*** Extracted text Section Begins ***

- Becoming Dauntless
- Posts
- "AI Killed My Startup"
"AI Killed My Startup"
Cautionary Tales from the Tech Trenches
But First…Cool, if Real
Google Glass in 2025:
This is real! Google stealth-demo’ed a pair of smart glasses running AndroidXR and Gemini at a TED Talk last week. The glasses look like normal eyewear and mercifully can have prescription lenses. Watch the TED talk here (YouTube). The forward-facing camera captures everything in your field of view for you to reference later, leading to some interesting privacy concerns I’ll save for next time.
Becoming Dauntless
"AI killed my startup" is trending across social media platforms. Google, OpenAI, Anthropic, and X routinely release free feature updates that replicate paid services built by aspiring founders, sending the fledgling apps to an early grave. How can you safeguard your venture and navigate our tech future with confidence?
Anticipate user behavior and build beyond the obvious next step.

*** Extracted text Section Ends ***
*** Given data Section Begins ***

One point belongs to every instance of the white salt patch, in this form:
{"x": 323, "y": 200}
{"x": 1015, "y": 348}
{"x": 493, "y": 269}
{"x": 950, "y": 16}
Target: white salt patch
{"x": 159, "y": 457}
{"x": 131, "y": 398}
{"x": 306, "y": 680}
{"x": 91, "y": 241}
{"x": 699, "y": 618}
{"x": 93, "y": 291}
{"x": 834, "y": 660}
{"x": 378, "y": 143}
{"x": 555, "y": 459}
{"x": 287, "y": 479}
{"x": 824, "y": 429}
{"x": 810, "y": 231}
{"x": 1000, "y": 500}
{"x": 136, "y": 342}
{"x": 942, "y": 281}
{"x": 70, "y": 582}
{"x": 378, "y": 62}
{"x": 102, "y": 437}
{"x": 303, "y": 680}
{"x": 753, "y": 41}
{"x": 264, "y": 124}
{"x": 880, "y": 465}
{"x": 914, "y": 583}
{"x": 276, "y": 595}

*** Given data Section Ends ***

> [Prompt 1]:
Condense the newsletter paragraph beginning "AI killed my startup" is trending into a short bulleted list that keeps its main facts.
> [Prompt 2]:
According to the newsletter, what software do the smart glasses Google demonstrated at a TED Talk run?
Draw only on the newsletter, not on the lines.

> [Task solution 1]:
- "AI killed my startup" is trending on social media.
- Google, OpenAI, Anthropic, and X regularly release free feature updates.
- These updates copy paid services built by aspiring founders, killing the young apps early.
- The open question: how to protect a venture and face the tech future with confidence.

> [Task solution 2]:
AndroidXR and Gemini.